(Source records)
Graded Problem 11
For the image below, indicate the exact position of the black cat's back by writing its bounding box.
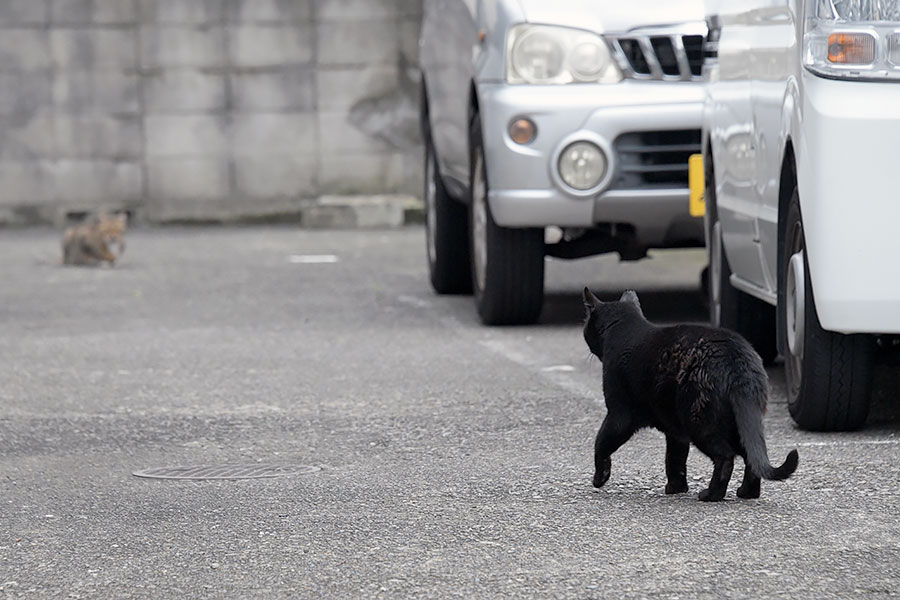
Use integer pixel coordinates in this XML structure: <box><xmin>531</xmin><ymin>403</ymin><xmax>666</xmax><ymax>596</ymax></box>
<box><xmin>652</xmin><ymin>323</ymin><xmax>768</xmax><ymax>405</ymax></box>
<box><xmin>618</xmin><ymin>323</ymin><xmax>766</xmax><ymax>414</ymax></box>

WHAT YOU HAVE TO DO.
Set the lines down exactly as they stand, beginning at the one that contains "Use integer pixel" and stopping after the last line of the entries above.

ANSWER TO THIS EXERCISE.
Use integer pixel coordinates in this XML structure: <box><xmin>531</xmin><ymin>403</ymin><xmax>666</xmax><ymax>596</ymax></box>
<box><xmin>652</xmin><ymin>323</ymin><xmax>768</xmax><ymax>405</ymax></box>
<box><xmin>618</xmin><ymin>323</ymin><xmax>766</xmax><ymax>414</ymax></box>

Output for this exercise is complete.